→ **Prompt**
Please write out every line of the listing without alteration, but omit the images.
'''
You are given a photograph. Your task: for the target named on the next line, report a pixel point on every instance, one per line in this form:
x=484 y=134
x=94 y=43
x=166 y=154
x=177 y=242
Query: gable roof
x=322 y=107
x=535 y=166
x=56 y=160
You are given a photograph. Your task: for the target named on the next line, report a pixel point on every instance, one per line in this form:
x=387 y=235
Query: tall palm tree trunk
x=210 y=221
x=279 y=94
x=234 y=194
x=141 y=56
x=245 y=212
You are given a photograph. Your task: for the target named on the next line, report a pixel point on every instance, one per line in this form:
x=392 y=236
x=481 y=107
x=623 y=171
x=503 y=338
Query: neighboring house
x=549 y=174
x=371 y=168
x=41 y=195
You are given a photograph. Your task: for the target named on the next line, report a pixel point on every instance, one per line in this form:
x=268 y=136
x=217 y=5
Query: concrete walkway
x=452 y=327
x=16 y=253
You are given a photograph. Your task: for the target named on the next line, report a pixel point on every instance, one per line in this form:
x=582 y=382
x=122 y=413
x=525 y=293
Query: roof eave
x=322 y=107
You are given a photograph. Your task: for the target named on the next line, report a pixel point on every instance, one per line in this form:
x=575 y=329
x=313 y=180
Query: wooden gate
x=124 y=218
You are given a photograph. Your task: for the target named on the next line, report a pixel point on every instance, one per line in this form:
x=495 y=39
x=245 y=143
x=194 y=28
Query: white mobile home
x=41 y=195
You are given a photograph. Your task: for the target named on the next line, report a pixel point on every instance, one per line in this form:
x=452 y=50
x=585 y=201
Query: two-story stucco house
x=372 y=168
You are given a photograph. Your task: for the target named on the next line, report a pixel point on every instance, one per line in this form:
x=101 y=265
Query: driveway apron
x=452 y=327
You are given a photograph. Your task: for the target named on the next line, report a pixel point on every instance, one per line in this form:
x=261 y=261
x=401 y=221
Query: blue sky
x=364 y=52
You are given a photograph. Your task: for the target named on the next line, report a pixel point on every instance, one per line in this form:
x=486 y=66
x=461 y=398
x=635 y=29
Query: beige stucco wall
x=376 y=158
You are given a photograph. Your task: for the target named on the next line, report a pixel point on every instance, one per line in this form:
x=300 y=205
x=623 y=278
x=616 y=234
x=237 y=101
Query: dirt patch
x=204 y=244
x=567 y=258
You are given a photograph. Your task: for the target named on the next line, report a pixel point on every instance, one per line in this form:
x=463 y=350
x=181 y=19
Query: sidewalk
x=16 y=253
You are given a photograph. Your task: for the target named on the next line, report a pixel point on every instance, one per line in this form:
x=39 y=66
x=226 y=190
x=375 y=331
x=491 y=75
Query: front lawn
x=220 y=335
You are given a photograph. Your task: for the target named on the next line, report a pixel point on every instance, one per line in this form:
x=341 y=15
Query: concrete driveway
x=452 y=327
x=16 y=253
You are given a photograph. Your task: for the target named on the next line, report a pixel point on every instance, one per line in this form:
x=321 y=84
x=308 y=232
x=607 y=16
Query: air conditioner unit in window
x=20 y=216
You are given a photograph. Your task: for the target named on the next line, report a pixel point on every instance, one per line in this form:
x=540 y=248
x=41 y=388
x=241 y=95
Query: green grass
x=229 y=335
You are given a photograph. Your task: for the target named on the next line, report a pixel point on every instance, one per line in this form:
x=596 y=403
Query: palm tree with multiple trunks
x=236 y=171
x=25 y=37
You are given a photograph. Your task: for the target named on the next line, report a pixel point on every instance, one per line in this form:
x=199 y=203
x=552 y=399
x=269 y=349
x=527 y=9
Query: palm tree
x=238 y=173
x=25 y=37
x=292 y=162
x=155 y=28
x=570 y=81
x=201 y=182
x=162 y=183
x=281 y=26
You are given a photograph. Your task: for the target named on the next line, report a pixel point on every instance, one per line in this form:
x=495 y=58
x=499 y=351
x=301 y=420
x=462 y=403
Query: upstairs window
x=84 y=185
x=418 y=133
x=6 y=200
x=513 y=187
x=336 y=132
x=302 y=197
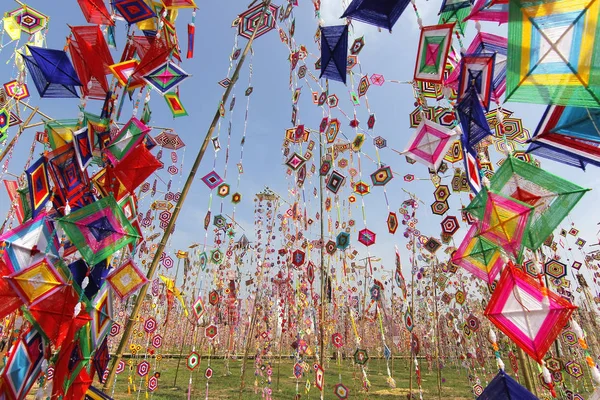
'''
→ **Task response**
You are given a photograph. Your task: for the target named on the next line, report a pixel point on every instance, one per line in this form:
x=484 y=134
x=94 y=43
x=166 y=154
x=177 y=242
Query: gable roof
x=322 y=107
x=535 y=166
x=56 y=160
You are given a photograph. Your task: for the target named on the next line, report a pixel point on every instance, one per line in this form:
x=387 y=235
Query: tall palm tree trunk
x=210 y=221
x=279 y=94
x=234 y=194
x=141 y=56
x=245 y=212
You are given a photograph. Your task: for the target named on the next line, report a pixel point on every instance, one per line in this form:
x=392 y=236
x=481 y=107
x=623 y=171
x=503 y=338
Query: neighboring house
x=549 y=174
x=371 y=168
x=41 y=195
You are given a photograph. Your task: for the target named on the next line, report a pixel point on every instance, one per line in this form:
x=268 y=136
x=217 y=5
Query: concrete walkway
x=452 y=327
x=16 y=253
You are given a photograph. Your task: for the target named on the next line, report a pixel point on every instance, one per line in this form:
x=582 y=382
x=122 y=413
x=525 y=293
Query: roof eave
x=322 y=107
You are given a photograph. Your task: for the target named on the next line, report a pixel point on every instance, one per line in this form:
x=575 y=329
x=313 y=180
Query: wooden gate
x=124 y=218
You are given a photograph. Your task: for the target named on the next line, report a pixel point on every instance, one per line in this form:
x=495 y=39
x=245 y=143
x=194 y=28
Query: white mobile home
x=41 y=195
You are given a photograph. Your task: for the target named on the next line, report a pixel point on every instance, one per line in this form:
x=452 y=50
x=585 y=201
Query: two-story stucco house
x=372 y=168
You are given a photograph. Your task: for the target named on the next line, report a pixel point on every instance, one per line in this form:
x=101 y=265
Query: driveway apron
x=452 y=327
You are given a photograph. Your task: for the target named on the next line, report a pixel point on every instance, one per line in this form:
x=261 y=261
x=401 y=221
Query: blue sky
x=364 y=52
You are given a photograph. Your task: for the target named on the next line, report a pixel point on every instance, one per line in this form:
x=486 y=66
x=461 y=398
x=635 y=29
Query: beige stucco wall
x=376 y=158
You are given a photograph. Your task: for the target named on the next line, report a pixel point on every instance, one per line in this form:
x=300 y=205
x=623 y=278
x=616 y=234
x=237 y=101
Query: dirt patch
x=204 y=244
x=567 y=258
You are given a photograph. Your task: for the target named on the next line, report a pixel point on every instance, one per line in this form:
x=463 y=350
x=181 y=19
Query: sidewalk
x=16 y=253
You are given a photograph. Your task: for the target named on the next line, report a pixel point on every instance, one per line in this form:
x=39 y=66
x=226 y=190
x=375 y=331
x=491 y=75
Query: front lawn
x=220 y=335
You are given a photograph. Your task: for the target named on the next line, report a pixel point on every instance, one per line in this form:
x=341 y=15
Query: concrete driveway
x=452 y=327
x=16 y=253
You are given a photograph. Your task: for the target named on the next line, report a pixel point on every instance, one per line in this form:
x=321 y=84
x=308 y=232
x=607 y=16
Query: air conditioner unit in window
x=20 y=216
You are given a photograph. Your task: for the target named on the next line, report a pixel point on every instance, one per line in this form:
x=540 y=248
x=41 y=388
x=241 y=95
Query: green grass
x=229 y=335
You are given a photograph. Your task: for the target named on the next line, report a pixel point on every instance, one per line in this form:
x=596 y=403
Query: palm tree with multiple trunks
x=236 y=171
x=25 y=37
You are given a photograph. Your task: for the target named on the next line, report a pixel point on every instance, one per line in this form:
x=199 y=203
x=552 y=399
x=269 y=349
x=527 y=9
Query: palm tree
x=238 y=173
x=25 y=37
x=292 y=162
x=155 y=28
x=570 y=81
x=201 y=182
x=162 y=183
x=281 y=26
You are given a photograph. Your task: for the target named on the next line, report a pixel point on every instance, one per line in this form:
x=495 y=58
x=499 y=351
x=301 y=420
x=462 y=403
Query: upstairs window
x=84 y=185
x=418 y=133
x=6 y=200
x=513 y=187
x=336 y=132
x=302 y=197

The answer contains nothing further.